Entries for pointing and labeling
***

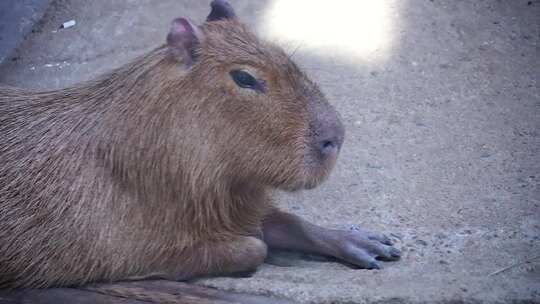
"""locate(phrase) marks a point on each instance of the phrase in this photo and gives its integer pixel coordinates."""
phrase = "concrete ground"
(443, 134)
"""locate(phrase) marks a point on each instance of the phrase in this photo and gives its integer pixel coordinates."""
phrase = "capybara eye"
(244, 80)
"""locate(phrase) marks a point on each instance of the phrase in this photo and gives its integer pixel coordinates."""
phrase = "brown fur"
(155, 168)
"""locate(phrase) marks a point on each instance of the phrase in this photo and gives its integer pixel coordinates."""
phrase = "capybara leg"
(355, 246)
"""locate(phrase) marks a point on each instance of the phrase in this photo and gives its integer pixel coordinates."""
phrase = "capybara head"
(262, 117)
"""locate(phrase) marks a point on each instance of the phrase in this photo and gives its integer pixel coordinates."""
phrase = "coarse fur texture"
(161, 168)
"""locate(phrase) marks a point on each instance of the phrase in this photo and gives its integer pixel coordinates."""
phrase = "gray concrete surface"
(442, 148)
(17, 18)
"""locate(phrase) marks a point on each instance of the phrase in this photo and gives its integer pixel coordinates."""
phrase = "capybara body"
(162, 167)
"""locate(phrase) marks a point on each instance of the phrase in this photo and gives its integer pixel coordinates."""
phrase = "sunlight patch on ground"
(362, 28)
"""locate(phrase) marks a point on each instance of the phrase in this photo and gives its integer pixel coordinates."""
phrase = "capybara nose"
(331, 139)
(329, 146)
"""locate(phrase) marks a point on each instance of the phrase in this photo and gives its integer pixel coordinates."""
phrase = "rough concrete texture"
(17, 18)
(442, 147)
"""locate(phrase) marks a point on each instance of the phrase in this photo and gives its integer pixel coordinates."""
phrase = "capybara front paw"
(364, 248)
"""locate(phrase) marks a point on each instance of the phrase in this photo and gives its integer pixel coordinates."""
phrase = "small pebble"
(68, 24)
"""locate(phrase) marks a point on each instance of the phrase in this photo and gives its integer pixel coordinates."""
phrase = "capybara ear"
(183, 41)
(221, 9)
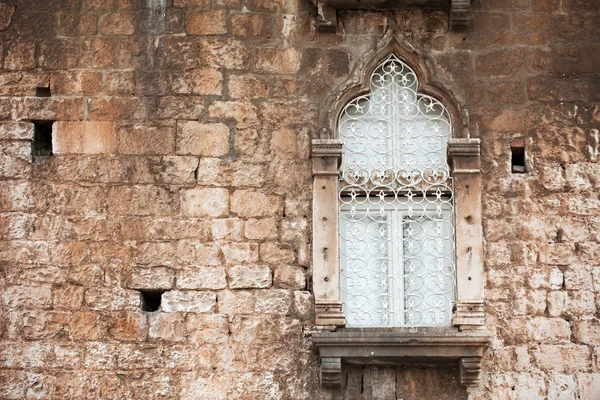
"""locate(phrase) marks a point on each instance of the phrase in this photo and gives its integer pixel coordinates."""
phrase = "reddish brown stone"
(117, 24)
(206, 23)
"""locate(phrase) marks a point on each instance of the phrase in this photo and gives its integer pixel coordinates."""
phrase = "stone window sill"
(400, 346)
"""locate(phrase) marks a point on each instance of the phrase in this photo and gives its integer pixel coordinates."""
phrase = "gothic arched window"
(396, 206)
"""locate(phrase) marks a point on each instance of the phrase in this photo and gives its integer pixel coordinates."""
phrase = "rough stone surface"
(181, 163)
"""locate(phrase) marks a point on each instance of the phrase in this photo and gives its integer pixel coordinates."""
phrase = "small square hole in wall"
(42, 139)
(518, 156)
(151, 299)
(43, 92)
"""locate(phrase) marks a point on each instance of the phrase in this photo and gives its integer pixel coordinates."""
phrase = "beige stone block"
(146, 356)
(140, 200)
(572, 303)
(588, 385)
(178, 170)
(284, 143)
(279, 60)
(247, 87)
(112, 299)
(188, 301)
(227, 53)
(227, 228)
(67, 296)
(240, 252)
(87, 326)
(169, 327)
(290, 277)
(587, 331)
(212, 386)
(85, 137)
(247, 174)
(274, 301)
(236, 302)
(205, 329)
(275, 253)
(561, 386)
(261, 229)
(529, 302)
(242, 112)
(563, 358)
(39, 296)
(128, 326)
(304, 304)
(200, 82)
(252, 203)
(151, 278)
(146, 139)
(201, 139)
(250, 276)
(203, 202)
(578, 277)
(100, 356)
(541, 329)
(201, 277)
(16, 130)
(206, 23)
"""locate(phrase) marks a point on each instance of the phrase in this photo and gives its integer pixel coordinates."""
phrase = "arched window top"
(394, 127)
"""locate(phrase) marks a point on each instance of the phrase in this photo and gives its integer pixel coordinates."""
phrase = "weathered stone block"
(563, 358)
(201, 277)
(189, 301)
(128, 326)
(252, 203)
(86, 137)
(20, 56)
(279, 60)
(274, 253)
(290, 277)
(240, 252)
(202, 139)
(178, 170)
(39, 296)
(243, 112)
(206, 23)
(261, 229)
(228, 228)
(249, 276)
(201, 82)
(247, 87)
(204, 202)
(146, 139)
(117, 24)
(151, 278)
(67, 296)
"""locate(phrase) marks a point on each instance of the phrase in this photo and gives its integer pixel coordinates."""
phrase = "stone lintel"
(401, 346)
(329, 313)
(460, 10)
(326, 155)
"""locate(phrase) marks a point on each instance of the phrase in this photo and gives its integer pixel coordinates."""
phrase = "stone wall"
(181, 164)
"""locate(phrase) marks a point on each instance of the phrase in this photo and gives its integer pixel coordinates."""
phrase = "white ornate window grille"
(396, 206)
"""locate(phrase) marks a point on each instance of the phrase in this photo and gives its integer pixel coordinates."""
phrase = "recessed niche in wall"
(518, 157)
(42, 139)
(43, 92)
(151, 299)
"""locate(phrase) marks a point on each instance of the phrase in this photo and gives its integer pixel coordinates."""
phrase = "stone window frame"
(466, 340)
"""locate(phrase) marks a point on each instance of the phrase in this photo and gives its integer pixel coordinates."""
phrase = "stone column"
(326, 157)
(465, 161)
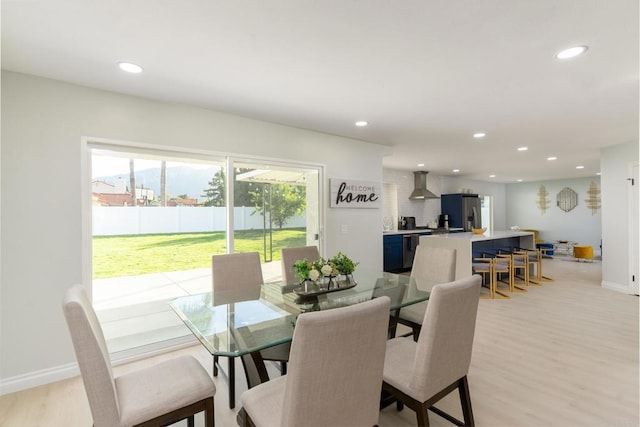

***

**EXERCISE DIRECTIONS**
Pull out each line above that contains the string "texture", treating uppercase and lowercase letters as different.

**COMPLETE RESPONSE**
phrase = "coarse fur texture"
phrase = "rough concrete texture"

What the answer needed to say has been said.